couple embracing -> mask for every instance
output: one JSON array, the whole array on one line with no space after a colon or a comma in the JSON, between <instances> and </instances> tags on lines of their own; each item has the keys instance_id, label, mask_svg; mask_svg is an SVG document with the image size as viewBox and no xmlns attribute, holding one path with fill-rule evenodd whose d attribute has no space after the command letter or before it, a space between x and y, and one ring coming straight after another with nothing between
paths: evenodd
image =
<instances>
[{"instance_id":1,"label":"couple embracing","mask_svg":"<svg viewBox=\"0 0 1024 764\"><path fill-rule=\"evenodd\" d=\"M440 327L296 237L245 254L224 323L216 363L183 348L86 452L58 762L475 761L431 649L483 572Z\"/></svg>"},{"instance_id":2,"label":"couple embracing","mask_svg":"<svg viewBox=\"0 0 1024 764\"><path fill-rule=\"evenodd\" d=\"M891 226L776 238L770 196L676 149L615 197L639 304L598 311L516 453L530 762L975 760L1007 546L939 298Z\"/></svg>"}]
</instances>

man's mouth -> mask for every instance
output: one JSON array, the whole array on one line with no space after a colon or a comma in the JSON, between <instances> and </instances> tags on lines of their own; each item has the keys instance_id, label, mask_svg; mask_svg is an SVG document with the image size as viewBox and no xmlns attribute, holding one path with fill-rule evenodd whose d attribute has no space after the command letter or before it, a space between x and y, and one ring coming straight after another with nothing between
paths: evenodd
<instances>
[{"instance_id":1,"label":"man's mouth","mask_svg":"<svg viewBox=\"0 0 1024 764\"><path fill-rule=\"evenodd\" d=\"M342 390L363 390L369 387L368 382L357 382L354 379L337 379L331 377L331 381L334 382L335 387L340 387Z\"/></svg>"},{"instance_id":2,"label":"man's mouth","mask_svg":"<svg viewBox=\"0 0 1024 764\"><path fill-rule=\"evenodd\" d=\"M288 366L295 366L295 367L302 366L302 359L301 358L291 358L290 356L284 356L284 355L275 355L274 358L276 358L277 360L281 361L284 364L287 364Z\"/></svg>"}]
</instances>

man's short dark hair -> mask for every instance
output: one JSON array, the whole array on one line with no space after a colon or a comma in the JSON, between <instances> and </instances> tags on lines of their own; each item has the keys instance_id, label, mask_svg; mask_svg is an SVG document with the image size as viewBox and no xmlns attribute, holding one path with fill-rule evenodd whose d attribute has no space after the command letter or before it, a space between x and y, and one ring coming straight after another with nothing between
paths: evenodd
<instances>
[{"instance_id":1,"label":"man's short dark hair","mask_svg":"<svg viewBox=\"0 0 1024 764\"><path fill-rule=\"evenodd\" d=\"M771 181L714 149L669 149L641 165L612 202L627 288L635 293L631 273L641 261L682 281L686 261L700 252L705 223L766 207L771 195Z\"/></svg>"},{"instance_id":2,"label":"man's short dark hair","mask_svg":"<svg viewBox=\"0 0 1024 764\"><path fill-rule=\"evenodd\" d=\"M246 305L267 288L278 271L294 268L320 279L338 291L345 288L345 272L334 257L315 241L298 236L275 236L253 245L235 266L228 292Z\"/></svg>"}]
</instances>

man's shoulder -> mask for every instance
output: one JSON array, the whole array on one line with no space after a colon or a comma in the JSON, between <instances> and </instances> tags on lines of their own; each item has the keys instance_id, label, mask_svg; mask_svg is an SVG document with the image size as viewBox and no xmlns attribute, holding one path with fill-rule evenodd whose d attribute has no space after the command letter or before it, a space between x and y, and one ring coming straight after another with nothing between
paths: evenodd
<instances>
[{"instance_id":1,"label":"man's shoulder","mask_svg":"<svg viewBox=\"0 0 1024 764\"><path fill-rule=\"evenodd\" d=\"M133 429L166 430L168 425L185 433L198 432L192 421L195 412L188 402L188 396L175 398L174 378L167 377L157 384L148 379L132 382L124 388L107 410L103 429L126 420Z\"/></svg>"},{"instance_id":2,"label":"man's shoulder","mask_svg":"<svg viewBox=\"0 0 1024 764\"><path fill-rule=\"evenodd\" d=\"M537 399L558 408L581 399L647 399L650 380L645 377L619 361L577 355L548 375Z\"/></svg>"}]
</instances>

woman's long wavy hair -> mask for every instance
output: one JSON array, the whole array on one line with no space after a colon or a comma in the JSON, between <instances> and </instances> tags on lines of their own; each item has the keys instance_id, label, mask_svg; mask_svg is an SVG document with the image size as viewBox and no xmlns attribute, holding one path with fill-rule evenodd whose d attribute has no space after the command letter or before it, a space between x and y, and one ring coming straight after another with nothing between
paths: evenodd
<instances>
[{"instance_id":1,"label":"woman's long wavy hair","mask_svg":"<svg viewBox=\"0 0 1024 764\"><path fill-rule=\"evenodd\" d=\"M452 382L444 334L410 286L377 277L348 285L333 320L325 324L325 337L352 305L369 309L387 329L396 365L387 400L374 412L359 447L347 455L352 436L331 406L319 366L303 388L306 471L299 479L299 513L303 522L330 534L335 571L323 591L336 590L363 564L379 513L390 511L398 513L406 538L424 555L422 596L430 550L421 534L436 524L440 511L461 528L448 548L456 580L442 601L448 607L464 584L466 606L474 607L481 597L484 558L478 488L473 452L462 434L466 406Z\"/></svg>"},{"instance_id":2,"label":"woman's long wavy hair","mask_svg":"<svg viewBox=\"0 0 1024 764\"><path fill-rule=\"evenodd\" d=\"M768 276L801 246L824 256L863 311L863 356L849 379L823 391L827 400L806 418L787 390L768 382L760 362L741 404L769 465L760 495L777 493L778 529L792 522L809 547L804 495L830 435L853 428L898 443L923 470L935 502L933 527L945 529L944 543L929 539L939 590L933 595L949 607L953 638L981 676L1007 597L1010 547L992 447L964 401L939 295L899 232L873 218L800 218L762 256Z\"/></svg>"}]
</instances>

========

EXERCISE:
Search the data above and return each line in which "every" occurs.

REPLY TO THE EXERCISE:
couple embracing -> mask for every instance
man's mouth -> mask for every instance
man's short dark hair -> mask for every instance
man's shoulder -> mask for every instance
woman's long wavy hair -> mask for every instance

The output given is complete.